Please reproduce verbatim the stretch of the material from the line containing "as [[331, 7]]." through the end of the material, and nothing else.
───── Given entries
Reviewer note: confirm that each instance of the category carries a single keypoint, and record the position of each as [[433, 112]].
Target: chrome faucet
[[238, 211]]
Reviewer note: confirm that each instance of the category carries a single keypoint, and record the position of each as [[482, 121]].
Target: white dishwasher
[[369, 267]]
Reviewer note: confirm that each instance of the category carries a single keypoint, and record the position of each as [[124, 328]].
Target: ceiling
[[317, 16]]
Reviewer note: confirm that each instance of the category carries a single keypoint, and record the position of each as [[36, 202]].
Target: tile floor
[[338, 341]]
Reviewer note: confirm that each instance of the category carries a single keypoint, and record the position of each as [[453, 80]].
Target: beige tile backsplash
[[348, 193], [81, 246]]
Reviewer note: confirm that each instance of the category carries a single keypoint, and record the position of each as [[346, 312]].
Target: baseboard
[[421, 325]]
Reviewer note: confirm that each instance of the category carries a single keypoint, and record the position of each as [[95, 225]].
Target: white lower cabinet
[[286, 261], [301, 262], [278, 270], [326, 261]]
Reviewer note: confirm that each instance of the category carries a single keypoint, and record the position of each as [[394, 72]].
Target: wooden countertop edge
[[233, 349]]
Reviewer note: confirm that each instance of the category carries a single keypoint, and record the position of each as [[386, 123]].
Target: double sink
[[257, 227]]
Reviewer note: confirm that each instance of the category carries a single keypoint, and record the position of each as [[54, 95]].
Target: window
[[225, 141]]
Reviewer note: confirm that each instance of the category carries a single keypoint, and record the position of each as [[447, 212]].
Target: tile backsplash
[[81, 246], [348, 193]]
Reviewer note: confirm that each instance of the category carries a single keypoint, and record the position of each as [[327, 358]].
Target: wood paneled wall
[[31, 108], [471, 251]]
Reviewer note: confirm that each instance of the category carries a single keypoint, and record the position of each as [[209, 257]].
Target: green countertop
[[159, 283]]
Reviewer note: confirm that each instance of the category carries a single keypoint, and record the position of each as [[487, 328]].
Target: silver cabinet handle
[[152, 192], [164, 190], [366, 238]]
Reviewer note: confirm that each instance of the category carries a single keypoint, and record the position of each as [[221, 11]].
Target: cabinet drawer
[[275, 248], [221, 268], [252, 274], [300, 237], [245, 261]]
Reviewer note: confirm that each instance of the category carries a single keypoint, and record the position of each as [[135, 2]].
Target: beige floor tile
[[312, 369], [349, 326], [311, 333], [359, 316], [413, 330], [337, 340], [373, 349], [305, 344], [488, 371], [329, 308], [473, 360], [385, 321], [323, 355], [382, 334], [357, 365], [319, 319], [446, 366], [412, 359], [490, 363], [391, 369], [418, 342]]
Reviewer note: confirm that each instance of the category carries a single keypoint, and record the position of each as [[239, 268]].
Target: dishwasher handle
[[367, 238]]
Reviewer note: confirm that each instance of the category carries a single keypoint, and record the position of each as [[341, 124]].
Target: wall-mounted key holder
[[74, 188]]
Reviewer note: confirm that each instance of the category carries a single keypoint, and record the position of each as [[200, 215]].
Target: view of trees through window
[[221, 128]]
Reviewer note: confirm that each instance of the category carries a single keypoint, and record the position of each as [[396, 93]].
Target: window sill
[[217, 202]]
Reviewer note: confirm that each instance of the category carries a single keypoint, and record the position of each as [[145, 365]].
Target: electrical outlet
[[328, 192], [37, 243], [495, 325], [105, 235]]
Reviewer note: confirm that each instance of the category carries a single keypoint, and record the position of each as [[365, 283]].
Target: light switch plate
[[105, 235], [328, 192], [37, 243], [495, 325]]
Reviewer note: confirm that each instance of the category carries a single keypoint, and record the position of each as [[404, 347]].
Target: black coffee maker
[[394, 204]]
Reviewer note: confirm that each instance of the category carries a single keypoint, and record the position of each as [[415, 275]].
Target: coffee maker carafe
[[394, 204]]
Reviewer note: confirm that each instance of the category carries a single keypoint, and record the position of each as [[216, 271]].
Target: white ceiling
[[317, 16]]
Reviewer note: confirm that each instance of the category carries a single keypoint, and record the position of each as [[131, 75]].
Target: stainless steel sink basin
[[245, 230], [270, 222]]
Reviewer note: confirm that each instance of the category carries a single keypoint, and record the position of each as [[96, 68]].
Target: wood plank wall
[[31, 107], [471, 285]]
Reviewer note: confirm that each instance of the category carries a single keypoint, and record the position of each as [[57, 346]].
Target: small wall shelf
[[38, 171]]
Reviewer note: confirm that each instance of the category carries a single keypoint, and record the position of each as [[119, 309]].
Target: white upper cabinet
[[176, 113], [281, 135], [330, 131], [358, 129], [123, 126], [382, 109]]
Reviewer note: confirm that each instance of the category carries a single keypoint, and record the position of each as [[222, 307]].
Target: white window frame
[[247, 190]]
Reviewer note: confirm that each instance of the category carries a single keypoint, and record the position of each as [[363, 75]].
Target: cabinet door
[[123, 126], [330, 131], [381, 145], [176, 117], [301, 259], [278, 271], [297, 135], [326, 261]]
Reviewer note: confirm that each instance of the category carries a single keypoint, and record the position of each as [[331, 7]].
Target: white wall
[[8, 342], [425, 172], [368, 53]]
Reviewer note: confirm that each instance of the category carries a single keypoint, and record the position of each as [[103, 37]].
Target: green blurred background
──────────
## [Full answer]
Reviewer note: confirm that each instance of the category carries a single keypoint, and record the position of each as [[331, 7]].
Target: white wall
[[8, 342], [425, 172], [368, 53]]
Reviewer note: confirm that each instance of the category carries a single keypoint, and record the position of each as [[103, 37]].
Target: green blurred background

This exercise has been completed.